◆ Exercise prompt:
In the records below, find the line with "Check that each instance of the framed" and repeat it and every line after it, exactly, without any pictures.

◆ Material for the task:
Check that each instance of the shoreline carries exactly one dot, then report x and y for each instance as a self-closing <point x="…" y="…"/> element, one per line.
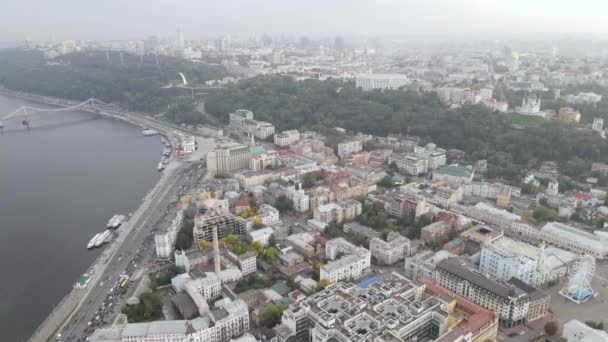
<point x="64" y="311"/>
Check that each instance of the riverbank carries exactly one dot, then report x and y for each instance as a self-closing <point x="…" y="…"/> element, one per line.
<point x="140" y="119"/>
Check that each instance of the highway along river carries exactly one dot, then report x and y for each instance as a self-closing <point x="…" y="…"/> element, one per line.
<point x="60" y="182"/>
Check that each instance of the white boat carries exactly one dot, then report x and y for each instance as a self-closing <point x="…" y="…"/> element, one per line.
<point x="111" y="221"/>
<point x="149" y="132"/>
<point x="91" y="243"/>
<point x="102" y="238"/>
<point x="118" y="221"/>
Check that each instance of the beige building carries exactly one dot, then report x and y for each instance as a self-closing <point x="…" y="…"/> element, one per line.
<point x="516" y="302"/>
<point x="337" y="212"/>
<point x="410" y="163"/>
<point x="228" y="157"/>
<point x="286" y="138"/>
<point x="396" y="248"/>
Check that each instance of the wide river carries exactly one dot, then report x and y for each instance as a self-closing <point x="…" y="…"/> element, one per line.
<point x="60" y="182"/>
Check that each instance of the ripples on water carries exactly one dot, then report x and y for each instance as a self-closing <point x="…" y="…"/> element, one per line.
<point x="59" y="184"/>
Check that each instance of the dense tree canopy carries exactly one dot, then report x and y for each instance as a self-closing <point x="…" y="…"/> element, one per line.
<point x="476" y="130"/>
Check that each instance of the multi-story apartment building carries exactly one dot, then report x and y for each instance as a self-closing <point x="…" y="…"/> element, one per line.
<point x="248" y="263"/>
<point x="398" y="310"/>
<point x="368" y="82"/>
<point x="491" y="215"/>
<point x="353" y="264"/>
<point x="164" y="239"/>
<point x="436" y="159"/>
<point x="506" y="258"/>
<point x="569" y="115"/>
<point x="229" y="320"/>
<point x="226" y="223"/>
<point x="516" y="302"/>
<point x="480" y="323"/>
<point x="261" y="235"/>
<point x="434" y="232"/>
<point x="301" y="201"/>
<point x="454" y="174"/>
<point x="269" y="215"/>
<point x="286" y="138"/>
<point x="407" y="203"/>
<point x="480" y="236"/>
<point x="228" y="157"/>
<point x="410" y="163"/>
<point x="347" y="148"/>
<point x="242" y="122"/>
<point x="395" y="248"/>
<point x="345" y="210"/>
<point x="575" y="240"/>
<point x="423" y="265"/>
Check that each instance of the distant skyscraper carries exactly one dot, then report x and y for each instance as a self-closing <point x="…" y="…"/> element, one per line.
<point x="598" y="124"/>
<point x="339" y="43"/>
<point x="181" y="43"/>
<point x="223" y="44"/>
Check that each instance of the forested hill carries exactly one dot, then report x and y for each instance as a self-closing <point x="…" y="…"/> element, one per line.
<point x="476" y="130"/>
<point x="136" y="84"/>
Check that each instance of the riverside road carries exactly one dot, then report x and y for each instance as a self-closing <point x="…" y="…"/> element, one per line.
<point x="128" y="256"/>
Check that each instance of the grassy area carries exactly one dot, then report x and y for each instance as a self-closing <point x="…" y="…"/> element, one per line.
<point x="524" y="120"/>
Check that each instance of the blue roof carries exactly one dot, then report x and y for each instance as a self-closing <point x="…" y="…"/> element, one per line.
<point x="367" y="282"/>
<point x="257" y="150"/>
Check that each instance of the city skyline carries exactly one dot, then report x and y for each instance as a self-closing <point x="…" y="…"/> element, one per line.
<point x="118" y="20"/>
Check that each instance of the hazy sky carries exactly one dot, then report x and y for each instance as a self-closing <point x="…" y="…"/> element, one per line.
<point x="117" y="19"/>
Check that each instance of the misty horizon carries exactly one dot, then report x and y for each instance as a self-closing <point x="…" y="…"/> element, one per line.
<point x="114" y="20"/>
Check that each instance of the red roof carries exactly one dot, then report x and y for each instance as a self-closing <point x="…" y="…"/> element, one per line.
<point x="581" y="196"/>
<point x="320" y="239"/>
<point x="478" y="316"/>
<point x="242" y="201"/>
<point x="339" y="174"/>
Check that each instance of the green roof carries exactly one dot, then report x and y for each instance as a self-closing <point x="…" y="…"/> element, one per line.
<point x="455" y="170"/>
<point x="283" y="302"/>
<point x="281" y="287"/>
<point x="257" y="150"/>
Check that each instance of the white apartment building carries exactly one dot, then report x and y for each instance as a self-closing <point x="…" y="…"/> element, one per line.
<point x="506" y="258"/>
<point x="491" y="215"/>
<point x="230" y="319"/>
<point x="493" y="104"/>
<point x="270" y="215"/>
<point x="368" y="82"/>
<point x="576" y="240"/>
<point x="454" y="174"/>
<point x="189" y="145"/>
<point x="396" y="248"/>
<point x="516" y="302"/>
<point x="410" y="163"/>
<point x="575" y="330"/>
<point x="259" y="129"/>
<point x="347" y="148"/>
<point x="207" y="285"/>
<point x="164" y="239"/>
<point x="286" y="138"/>
<point x="338" y="212"/>
<point x="436" y="159"/>
<point x="248" y="263"/>
<point x="355" y="262"/>
<point x="261" y="235"/>
<point x="301" y="201"/>
<point x="228" y="157"/>
<point x="241" y="121"/>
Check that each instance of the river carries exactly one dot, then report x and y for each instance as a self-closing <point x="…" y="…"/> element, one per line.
<point x="60" y="182"/>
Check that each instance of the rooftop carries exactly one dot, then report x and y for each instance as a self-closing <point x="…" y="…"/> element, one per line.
<point x="567" y="232"/>
<point x="455" y="170"/>
<point x="459" y="267"/>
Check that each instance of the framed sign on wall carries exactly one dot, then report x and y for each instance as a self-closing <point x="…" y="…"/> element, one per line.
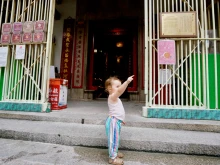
<point x="178" y="24"/>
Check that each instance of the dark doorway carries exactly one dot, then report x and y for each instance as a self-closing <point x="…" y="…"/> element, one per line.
<point x="111" y="46"/>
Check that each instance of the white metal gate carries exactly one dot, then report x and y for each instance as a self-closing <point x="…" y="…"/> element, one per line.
<point x="27" y="80"/>
<point x="194" y="81"/>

◆ Worked solution:
Check that each instance of the framed sign on wall carries exactly one dot, then report x and y for each instance as a self-closing <point x="…" y="…"/> element, one per line.
<point x="178" y="24"/>
Check that each instance of the dark doorway carries exactly one dot, then report x and y for each instance as a self-closing <point x="…" y="…"/> element, one per line.
<point x="111" y="46"/>
Check that each instance of the white metal gate carries exactly one dot, then report x and y for each instance as a self-closing <point x="…" y="…"/> element, one per line.
<point x="27" y="80"/>
<point x="194" y="81"/>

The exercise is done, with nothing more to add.